# THE PROBLEM
Set the listing down again in full, word for word, with the pictures left out.

# INPUT DATA
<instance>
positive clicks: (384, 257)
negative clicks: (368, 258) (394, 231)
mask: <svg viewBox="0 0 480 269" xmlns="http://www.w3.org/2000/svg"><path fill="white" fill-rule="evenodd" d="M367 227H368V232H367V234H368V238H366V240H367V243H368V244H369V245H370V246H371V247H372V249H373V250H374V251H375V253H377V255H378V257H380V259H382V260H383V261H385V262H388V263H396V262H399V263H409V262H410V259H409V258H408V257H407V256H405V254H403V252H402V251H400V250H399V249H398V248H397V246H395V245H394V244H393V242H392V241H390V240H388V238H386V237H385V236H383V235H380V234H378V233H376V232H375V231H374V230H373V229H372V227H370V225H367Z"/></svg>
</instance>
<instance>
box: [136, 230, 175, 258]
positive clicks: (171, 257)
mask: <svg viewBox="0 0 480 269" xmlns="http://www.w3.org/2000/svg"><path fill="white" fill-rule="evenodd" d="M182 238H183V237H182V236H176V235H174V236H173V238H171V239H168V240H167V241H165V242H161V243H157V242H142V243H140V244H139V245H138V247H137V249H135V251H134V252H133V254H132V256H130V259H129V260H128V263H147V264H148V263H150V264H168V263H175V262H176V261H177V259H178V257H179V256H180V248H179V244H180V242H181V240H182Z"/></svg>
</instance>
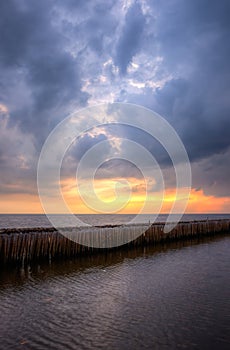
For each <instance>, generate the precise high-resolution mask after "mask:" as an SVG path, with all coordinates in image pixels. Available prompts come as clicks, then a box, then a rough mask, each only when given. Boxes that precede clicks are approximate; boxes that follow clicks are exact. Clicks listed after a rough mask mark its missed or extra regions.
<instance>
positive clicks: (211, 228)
mask: <svg viewBox="0 0 230 350" xmlns="http://www.w3.org/2000/svg"><path fill="white" fill-rule="evenodd" d="M163 227H164V223H154V224H152V225H151V226H149V225H147V224H143V225H141V224H136V225H120V224H119V225H100V226H92V227H87V228H86V227H81V228H77V229H76V228H73V227H72V228H62V230H64V231H65V235H62V234H61V233H60V232H58V230H57V229H56V228H54V227H38V228H14V229H13V228H6V229H0V264H1V265H8V264H10V265H11V264H13V265H19V266H20V265H23V264H28V263H32V262H39V261H42V260H43V261H44V260H46V261H49V262H51V261H52V260H60V259H68V258H77V257H78V256H82V255H91V254H96V253H97V254H98V253H102V254H103V253H105V252H106V251H111V250H114V249H115V250H119V249H127V250H129V249H132V247H138V246H148V245H149V246H152V245H153V246H154V245H158V244H167V242H172V241H180V240H189V239H193V238H200V237H205V236H215V235H218V234H223V233H224V234H229V233H230V220H229V219H220V220H203V221H189V222H186V221H183V222H180V223H178V224H177V226H176V227H175V228H174V229H173V230H172V231H170V232H169V233H164V232H163ZM138 230H142V232H144V233H143V234H141V235H139V232H140V231H138ZM76 234H79V237H80V238H79V239H78V242H83V241H84V243H88V245H83V244H80V243H75V242H74V241H72V240H71V238H73V237H74V238H75V236H76ZM82 235H83V236H84V239H83V240H82ZM125 235H128V237H129V241H128V242H127V243H126V244H123V245H118V246H112V244H114V242H115V240H117V241H118V240H119V239H122V238H123V237H124V236H125ZM118 236H119V237H118ZM117 237H118V238H117ZM92 246H94V247H92ZM107 247H109V248H107Z"/></svg>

# EXERCISE ANSWER
<instance>
positive clicks: (384, 257)
negative clicks: (368, 258) (394, 231)
mask: <svg viewBox="0 0 480 269" xmlns="http://www.w3.org/2000/svg"><path fill="white" fill-rule="evenodd" d="M367 227H368V232H367V234H368V238H366V240H367V243H368V244H369V245H370V246H371V247H372V249H373V250H374V251H375V253H377V255H378V257H380V259H382V260H383V261H385V262H388V263H396V262H399V263H409V262H410V259H409V258H408V257H407V256H405V254H403V252H402V251H400V250H399V249H398V248H397V246H395V245H394V244H393V242H392V241H390V240H388V238H386V237H385V236H383V235H380V234H378V233H376V232H375V231H374V230H373V229H372V227H370V225H367Z"/></svg>
</instance>
<instance>
box: [136, 230, 175, 258]
positive clicks: (171, 257)
mask: <svg viewBox="0 0 480 269" xmlns="http://www.w3.org/2000/svg"><path fill="white" fill-rule="evenodd" d="M182 238H183V237H182V236H176V235H174V236H173V238H171V239H168V240H167V241H165V242H161V243H157V242H142V243H140V244H139V245H138V247H137V249H135V251H134V252H133V254H132V256H130V259H129V260H128V263H147V264H148V263H150V264H168V263H175V262H176V261H177V259H178V257H179V256H180V248H179V244H180V242H181V240H182Z"/></svg>
</instance>
For each <instance>, generate the precise high-resolution mask after "mask:" as an SVG path, with all coordinates in image pixels. Available prompts come as clicks, then a box, then a rough mask, each only when given. Boxes that precede clicks are approximate; boxes that follow clicks are exact. Clicks listed after a rough mask mark its missed or extra regions.
<instance>
positive clicks: (211, 228)
mask: <svg viewBox="0 0 230 350" xmlns="http://www.w3.org/2000/svg"><path fill="white" fill-rule="evenodd" d="M163 227H164V223H154V224H152V225H151V226H149V225H147V224H143V225H141V224H136V225H120V224H119V225H100V226H92V227H87V228H86V227H81V228H77V229H76V228H73V227H72V228H62V230H64V231H65V235H62V234H61V233H60V232H58V230H57V229H56V228H54V227H38V228H14V229H13V228H6V229H0V264H1V265H8V264H10V265H11V264H13V265H19V266H20V265H23V264H28V263H32V262H39V261H42V260H43V261H44V260H46V261H49V262H51V261H52V260H60V259H68V258H77V257H78V256H82V255H91V254H96V253H97V254H98V253H102V254H103V253H105V252H106V251H111V250H114V249H115V250H119V249H127V250H129V249H132V247H138V246H148V245H149V246H152V245H153V246H154V245H158V244H167V242H172V241H180V240H189V239H193V238H200V237H205V236H215V235H218V234H223V233H224V234H229V233H230V220H229V219H220V220H203V221H189V222H186V221H183V222H180V223H178V224H177V226H176V227H175V228H174V229H173V230H172V231H170V232H169V233H164V232H163ZM138 230H142V232H144V233H143V234H141V235H139V232H140V231H138ZM76 234H79V237H80V238H79V239H78V242H83V241H84V243H88V245H83V244H80V243H75V242H74V241H72V240H71V238H73V237H74V238H75V236H76ZM82 235H83V236H84V239H83V240H82ZM125 235H128V237H129V241H128V242H127V243H126V244H123V245H118V246H112V244H114V242H115V240H117V241H118V240H119V239H122V238H123V237H124V236H125ZM118 236H119V237H118ZM117 237H118V238H117ZM92 246H94V247H92ZM107 247H109V248H107Z"/></svg>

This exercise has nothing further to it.